### WHAT TO WORK ON
Output all of the data below exactly as given.

### LISTING
● ● ● ● ● ● ●

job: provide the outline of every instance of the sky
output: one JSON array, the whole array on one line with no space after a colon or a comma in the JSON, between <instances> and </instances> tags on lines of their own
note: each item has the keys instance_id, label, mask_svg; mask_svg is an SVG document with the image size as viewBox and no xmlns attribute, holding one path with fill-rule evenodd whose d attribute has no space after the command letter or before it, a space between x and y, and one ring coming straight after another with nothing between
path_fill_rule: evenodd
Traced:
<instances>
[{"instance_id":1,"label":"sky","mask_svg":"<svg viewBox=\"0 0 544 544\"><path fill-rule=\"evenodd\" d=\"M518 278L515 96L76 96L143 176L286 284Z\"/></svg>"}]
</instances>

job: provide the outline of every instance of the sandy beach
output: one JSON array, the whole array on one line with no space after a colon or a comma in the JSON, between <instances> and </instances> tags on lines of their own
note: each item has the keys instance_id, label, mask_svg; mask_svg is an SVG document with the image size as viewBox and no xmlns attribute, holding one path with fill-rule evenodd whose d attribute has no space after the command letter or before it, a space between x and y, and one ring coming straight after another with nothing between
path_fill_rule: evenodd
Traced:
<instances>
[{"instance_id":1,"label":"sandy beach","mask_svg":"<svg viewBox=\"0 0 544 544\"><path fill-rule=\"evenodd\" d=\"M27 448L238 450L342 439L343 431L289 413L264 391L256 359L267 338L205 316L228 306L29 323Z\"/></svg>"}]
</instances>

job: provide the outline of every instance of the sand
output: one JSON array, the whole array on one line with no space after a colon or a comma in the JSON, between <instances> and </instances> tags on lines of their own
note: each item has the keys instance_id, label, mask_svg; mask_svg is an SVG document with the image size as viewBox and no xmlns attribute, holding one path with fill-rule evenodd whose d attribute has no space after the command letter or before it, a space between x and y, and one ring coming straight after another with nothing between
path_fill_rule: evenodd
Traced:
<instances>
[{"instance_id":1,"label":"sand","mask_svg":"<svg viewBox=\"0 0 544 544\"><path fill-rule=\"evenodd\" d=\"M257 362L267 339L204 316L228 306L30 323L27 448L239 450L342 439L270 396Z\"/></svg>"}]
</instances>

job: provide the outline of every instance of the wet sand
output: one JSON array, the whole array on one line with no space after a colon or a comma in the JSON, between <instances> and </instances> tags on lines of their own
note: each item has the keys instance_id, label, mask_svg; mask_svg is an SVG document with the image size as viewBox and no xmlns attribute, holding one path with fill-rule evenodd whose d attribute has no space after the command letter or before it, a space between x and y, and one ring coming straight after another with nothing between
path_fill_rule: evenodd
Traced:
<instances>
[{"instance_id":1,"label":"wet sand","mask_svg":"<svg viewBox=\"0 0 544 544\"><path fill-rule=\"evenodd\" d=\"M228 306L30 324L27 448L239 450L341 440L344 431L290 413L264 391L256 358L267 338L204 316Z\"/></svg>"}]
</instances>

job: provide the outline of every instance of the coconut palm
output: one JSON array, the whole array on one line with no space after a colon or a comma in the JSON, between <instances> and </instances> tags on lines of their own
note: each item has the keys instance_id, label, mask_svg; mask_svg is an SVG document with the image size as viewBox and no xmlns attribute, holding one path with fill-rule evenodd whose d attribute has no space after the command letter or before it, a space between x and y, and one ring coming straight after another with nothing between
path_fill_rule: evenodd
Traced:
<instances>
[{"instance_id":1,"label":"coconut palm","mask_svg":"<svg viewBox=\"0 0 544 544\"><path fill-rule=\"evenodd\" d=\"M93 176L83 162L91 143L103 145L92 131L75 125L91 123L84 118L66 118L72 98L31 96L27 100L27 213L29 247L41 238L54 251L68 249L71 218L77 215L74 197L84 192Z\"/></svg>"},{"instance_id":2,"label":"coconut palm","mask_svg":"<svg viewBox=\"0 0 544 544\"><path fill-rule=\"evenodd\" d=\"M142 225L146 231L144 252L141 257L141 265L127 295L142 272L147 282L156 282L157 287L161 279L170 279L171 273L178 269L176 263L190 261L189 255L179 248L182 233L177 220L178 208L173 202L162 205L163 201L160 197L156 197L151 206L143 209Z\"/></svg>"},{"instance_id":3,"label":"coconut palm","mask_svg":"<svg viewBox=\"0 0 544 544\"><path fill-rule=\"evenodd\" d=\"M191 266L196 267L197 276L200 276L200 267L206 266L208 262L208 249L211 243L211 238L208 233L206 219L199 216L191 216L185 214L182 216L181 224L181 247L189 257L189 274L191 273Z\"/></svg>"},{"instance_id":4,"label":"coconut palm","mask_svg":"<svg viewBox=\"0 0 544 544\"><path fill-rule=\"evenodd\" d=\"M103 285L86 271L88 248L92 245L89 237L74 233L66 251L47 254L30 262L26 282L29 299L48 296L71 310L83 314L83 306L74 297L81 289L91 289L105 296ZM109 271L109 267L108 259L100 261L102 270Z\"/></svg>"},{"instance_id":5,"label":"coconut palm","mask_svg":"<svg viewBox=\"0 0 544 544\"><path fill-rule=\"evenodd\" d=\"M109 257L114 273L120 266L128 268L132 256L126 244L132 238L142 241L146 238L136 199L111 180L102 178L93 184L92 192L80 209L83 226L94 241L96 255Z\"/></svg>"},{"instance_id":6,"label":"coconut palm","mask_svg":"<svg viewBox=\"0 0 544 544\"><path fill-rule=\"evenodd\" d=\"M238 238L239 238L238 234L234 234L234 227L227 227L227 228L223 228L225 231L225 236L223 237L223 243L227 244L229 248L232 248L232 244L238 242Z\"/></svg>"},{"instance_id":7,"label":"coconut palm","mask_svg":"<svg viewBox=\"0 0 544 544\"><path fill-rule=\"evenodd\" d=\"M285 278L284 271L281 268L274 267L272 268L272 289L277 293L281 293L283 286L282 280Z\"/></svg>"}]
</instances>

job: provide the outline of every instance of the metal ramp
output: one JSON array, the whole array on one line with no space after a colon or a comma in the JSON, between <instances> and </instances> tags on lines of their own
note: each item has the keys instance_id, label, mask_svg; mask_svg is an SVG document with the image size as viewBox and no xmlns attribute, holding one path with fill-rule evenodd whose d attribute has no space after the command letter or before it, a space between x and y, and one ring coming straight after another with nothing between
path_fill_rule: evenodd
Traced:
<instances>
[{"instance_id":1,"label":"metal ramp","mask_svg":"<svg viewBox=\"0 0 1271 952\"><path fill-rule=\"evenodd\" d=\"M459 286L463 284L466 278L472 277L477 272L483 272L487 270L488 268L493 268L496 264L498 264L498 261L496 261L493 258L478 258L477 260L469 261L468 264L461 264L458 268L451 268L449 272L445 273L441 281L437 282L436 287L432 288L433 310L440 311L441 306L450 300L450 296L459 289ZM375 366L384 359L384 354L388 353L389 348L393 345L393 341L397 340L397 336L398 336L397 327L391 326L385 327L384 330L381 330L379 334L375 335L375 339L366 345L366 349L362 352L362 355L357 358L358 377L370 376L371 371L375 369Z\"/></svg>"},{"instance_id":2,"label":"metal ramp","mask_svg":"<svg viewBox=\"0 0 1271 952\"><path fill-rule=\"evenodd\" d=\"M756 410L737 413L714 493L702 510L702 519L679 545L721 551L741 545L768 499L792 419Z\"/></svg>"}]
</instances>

● ● ● ● ● ● ●

### FULL OUTPUT
job: provide the outline of every instance of the sky
output: one JSON array, the whole array on one line with no space after a colon or a comma in the JSON, between <instances> and </instances> tags on lines of their own
note: each item has the keys instance_id, label, mask_svg; mask_svg is an SVG document with the image size as viewBox and no xmlns attribute, holding one path with fill-rule evenodd whose d attribute has no space after the command letter or before it, a space between x and y, and one ring coming straight after another with nothing between
path_fill_rule: evenodd
Traced:
<instances>
[{"instance_id":1,"label":"sky","mask_svg":"<svg viewBox=\"0 0 544 544\"><path fill-rule=\"evenodd\" d=\"M518 278L515 96L76 96L143 176L286 284Z\"/></svg>"}]
</instances>

job: provide the outline of every instance of the sandy beach
output: one JSON array, the whole array on one line with no space after a colon or a comma in the JSON, between <instances> and </instances> tags on lines of their own
note: each item has the keys instance_id, label, mask_svg; mask_svg is an SVG document with the image size as viewBox and no xmlns attribute, holding one path with fill-rule evenodd whose d attribute has no space after the command letter or before it, a space between x and y, and one ring coming straight after another with nothing between
path_fill_rule: evenodd
Traced:
<instances>
[{"instance_id":1,"label":"sandy beach","mask_svg":"<svg viewBox=\"0 0 544 544\"><path fill-rule=\"evenodd\" d=\"M27 448L238 450L342 439L343 431L289 413L264 391L256 359L267 338L205 316L228 306L29 323Z\"/></svg>"}]
</instances>

job: provide the outline of every instance of the sand
output: one JSON array, the whole array on one line with no space after a colon or a comma in the JSON, between <instances> and </instances> tags on lines of their own
note: each item has the keys instance_id, label, mask_svg; mask_svg is an SVG document with the image size as viewBox and no xmlns attribute, holding one path with fill-rule evenodd whose d attribute has no space after the command letter or before it, a space between x and y, and one ring coming straight after another with nothing between
path_fill_rule: evenodd
Traced:
<instances>
[{"instance_id":1,"label":"sand","mask_svg":"<svg viewBox=\"0 0 544 544\"><path fill-rule=\"evenodd\" d=\"M257 362L267 339L204 316L228 306L30 323L27 448L239 450L342 439L270 396Z\"/></svg>"}]
</instances>

job: provide the outline of every instance of the wet sand
output: one JSON array, the whole array on one line with no space after a colon or a comma in the JSON, between <instances> and </instances> tags on lines of their own
note: each item has the keys instance_id, label, mask_svg; mask_svg is an SVG document with the image size as viewBox and no xmlns attribute, holding one path with fill-rule evenodd whose d attribute has no space after the command letter or before it, a space between x and y, and one ring coming straight after another with nothing between
path_fill_rule: evenodd
Traced:
<instances>
[{"instance_id":1,"label":"wet sand","mask_svg":"<svg viewBox=\"0 0 544 544\"><path fill-rule=\"evenodd\" d=\"M228 306L30 324L27 448L239 450L341 440L344 431L290 413L264 391L256 358L267 338L204 316Z\"/></svg>"}]
</instances>

job: provide the outline of every instance of the coconut palm
output: one JSON array, the whole array on one line with no space after a colon or a comma in the JSON, between <instances> and </instances> tags on lines of their own
note: each item has the keys instance_id, label, mask_svg; mask_svg is an SVG document with the image size as viewBox and no xmlns attribute, holding one path with fill-rule evenodd whose d attribute has no space after the command letter or before it, a space between x and y, and one ring coming straight after another with nothing between
path_fill_rule: evenodd
Traced:
<instances>
[{"instance_id":1,"label":"coconut palm","mask_svg":"<svg viewBox=\"0 0 544 544\"><path fill-rule=\"evenodd\" d=\"M93 176L83 162L91 143L103 145L92 131L75 125L91 123L84 118L66 118L72 98L31 96L27 100L27 213L29 247L41 238L54 251L68 249L71 218L77 215L74 197L84 192Z\"/></svg>"},{"instance_id":2,"label":"coconut palm","mask_svg":"<svg viewBox=\"0 0 544 544\"><path fill-rule=\"evenodd\" d=\"M142 225L146 231L144 252L141 257L141 265L127 295L142 272L147 282L156 282L157 287L161 279L170 279L171 273L178 269L176 263L190 261L189 255L179 248L182 233L177 220L178 208L173 202L162 205L163 201L160 197L156 197L151 206L143 209Z\"/></svg>"},{"instance_id":3,"label":"coconut palm","mask_svg":"<svg viewBox=\"0 0 544 544\"><path fill-rule=\"evenodd\" d=\"M191 266L196 267L197 276L200 276L200 267L206 266L208 262L208 249L211 243L211 238L208 233L206 219L199 216L191 216L185 214L182 216L181 224L181 247L189 257L189 274L191 273Z\"/></svg>"},{"instance_id":4,"label":"coconut palm","mask_svg":"<svg viewBox=\"0 0 544 544\"><path fill-rule=\"evenodd\" d=\"M103 285L86 271L88 248L92 245L89 237L74 233L66 251L47 254L30 262L26 282L29 299L48 296L71 310L83 314L83 306L74 297L81 289L91 289L105 296ZM109 271L109 267L108 259L100 261L102 270Z\"/></svg>"},{"instance_id":5,"label":"coconut palm","mask_svg":"<svg viewBox=\"0 0 544 544\"><path fill-rule=\"evenodd\" d=\"M109 257L114 273L120 266L128 268L132 256L126 244L132 238L142 241L146 238L136 199L111 180L102 178L93 184L92 192L80 209L83 226L94 241L96 255Z\"/></svg>"},{"instance_id":6,"label":"coconut palm","mask_svg":"<svg viewBox=\"0 0 544 544\"><path fill-rule=\"evenodd\" d=\"M238 238L239 238L238 234L234 234L234 227L227 227L227 228L223 228L225 231L225 236L223 237L223 243L227 244L229 248L232 248L232 244L238 242Z\"/></svg>"},{"instance_id":7,"label":"coconut palm","mask_svg":"<svg viewBox=\"0 0 544 544\"><path fill-rule=\"evenodd\" d=\"M285 278L284 271L281 268L274 267L272 268L272 289L277 293L281 293L283 286L282 280Z\"/></svg>"}]
</instances>

job: provide the outline of every instance of the metal ramp
output: one JSON array, the whole array on one line with no space after a colon or a comma in the JSON, between <instances> and </instances> tags on lines of their own
note: each item has the keys instance_id, label, mask_svg; mask_svg is an SVG document with the image size as viewBox and no xmlns attribute, holding one path with fill-rule evenodd whose d attribute has no space after the command letter or before it, a space between x and y, and one ring coming straight after another with nothing between
path_fill_rule: evenodd
Traced:
<instances>
[{"instance_id":1,"label":"metal ramp","mask_svg":"<svg viewBox=\"0 0 1271 952\"><path fill-rule=\"evenodd\" d=\"M459 286L463 284L466 278L472 277L477 272L483 272L487 270L488 268L493 268L496 264L498 264L498 261L496 261L493 258L478 258L477 260L469 261L468 264L461 264L458 268L451 268L449 272L445 273L441 281L437 282L436 287L432 288L433 310L440 311L441 306L450 300L450 296L459 289ZM375 366L384 359L384 354L388 353L389 348L393 345L393 341L397 340L397 336L398 336L397 327L391 326L385 327L384 330L381 330L379 334L375 335L375 339L366 345L366 349L362 352L362 355L357 358L358 377L370 376L371 371L375 369Z\"/></svg>"},{"instance_id":2,"label":"metal ramp","mask_svg":"<svg viewBox=\"0 0 1271 952\"><path fill-rule=\"evenodd\" d=\"M756 410L737 413L714 493L702 510L702 519L679 545L721 551L741 545L768 499L792 419Z\"/></svg>"}]
</instances>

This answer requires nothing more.